__OPDRACHTEN__
A) Bij hoeveel NSCLC-patiënten werd de pilotstudie uit de tekst over circulerende tumorcellen uitgevoerd?
B) Bewerk in de tekst over circulerende tumorcellen het stuk van "Bepaling van" tot en met "of metastatische tumoren.": vervang daarin "monitoring" door "bewaking".
C) Hoe kan de assay uit de tekst over circulerende tumorcellen kankercellen van normale cellen onderscheiden?

**** LEESTEKST ****

Bepaling van
circulerende tumorcellen biedt de mogelijkheid tot niet-invasieve en
sequentiële monitoring van de status van primaire of metastatische tumoren.
Toepassing van deze mogelijkheid bij patiënten die radiotherapie krijgen voor
niet-kleincellige longkanker is tot op heden uitgebleven, schrijven dr. Jay
Dorsey (University of Pennsylvania) en collega’s vandaag online in Cancer.1
In de publicatie presenteren ze de
uitkomsten van een pilot studybij 30 NSCLC-patiënten die
radiotherapie kregen. De onderzoekers bepaalden CTCs met een assay voor levende
cellen met behulp van een adenovirus-probe die de verhoogde
telomerase-activiteit detecteert die in vijwel alle kankercellen, maar niet in
normale cellen wordt gezien. Ze valideerden de assay aan de hand van secundaire
tumorspecifieke markers.
De assay
detecteerde CTCs in de meerderheid van de patiënten, waaronder 65% van de
patiënten voor aanvang van radiotherapie, zowel in patiënten met EGFR-wild type
als in patiënten met EGFR-gemuteerde tumoren. Het mediane CTC-getal in
patiënten voor radiotherapie was 9,1 CTCs per ml (range: niet-detecteerbaar tot
571 CTCs per ml). Na radiotherapie was het mediane CTC-getal 0,6 CTCs per ml
(range: niet-detecteerbaar tot 1,8 CTCs per ml. Het verschil is statistisch
significant (p<0,001). In een subset van patiënten waren sequentiële
CTC-counts beschikbaar; hier bleek een afname na radiotherapie met uitzondering
van één patiënt die vervolgens distant failure
ontwikkelde.
De
onderzoekers concluderen dat deze uitkomsten suggereren dat CTC-getallen kunnen
worden gezien als marker voor de respons op radiotherapie bij NSCLC.
1.Dorsey JF, Kao GD, MacArthur KM et al. Tracking
viable circulating tumor cells (CTCs) in the peripheral blood of non-small lung
cancer patients undergoing definitive radiation therapy: pilot study results.

**** GEËXTRAHEERDE GEGEVENS ****

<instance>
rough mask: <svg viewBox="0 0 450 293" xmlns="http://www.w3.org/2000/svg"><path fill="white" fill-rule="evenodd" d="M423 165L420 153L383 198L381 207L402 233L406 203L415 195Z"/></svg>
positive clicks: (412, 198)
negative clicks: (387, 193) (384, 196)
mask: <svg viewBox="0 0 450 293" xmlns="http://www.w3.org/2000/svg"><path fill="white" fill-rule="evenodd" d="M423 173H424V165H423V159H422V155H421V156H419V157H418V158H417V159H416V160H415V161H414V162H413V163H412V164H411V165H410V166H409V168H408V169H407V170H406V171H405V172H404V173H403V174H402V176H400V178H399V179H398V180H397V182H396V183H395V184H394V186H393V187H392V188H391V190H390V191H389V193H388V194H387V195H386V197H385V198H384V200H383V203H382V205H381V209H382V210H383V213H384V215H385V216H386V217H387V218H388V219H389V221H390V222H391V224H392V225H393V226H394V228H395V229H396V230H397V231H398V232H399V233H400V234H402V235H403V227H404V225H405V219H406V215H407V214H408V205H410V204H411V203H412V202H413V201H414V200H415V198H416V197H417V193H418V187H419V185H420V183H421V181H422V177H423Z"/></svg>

****

__ANTWOORDEN__
A) Bij 30 NSCLC-patiënten die radiotherapie kregen.

B)
Bepaling van
circulerende tumorcellen biedt de mogelijkheid tot niet-invasieve en
sequentiële bewaking van de status van primaire of metastatische tumoren.

C) De assay gebruikt een adenovirus-probe die verhoogde telomerase-activiteit detecteert. Die verhoogde activiteit komt voor in vrijwel alle kankercellen, maar niet in normale cellen.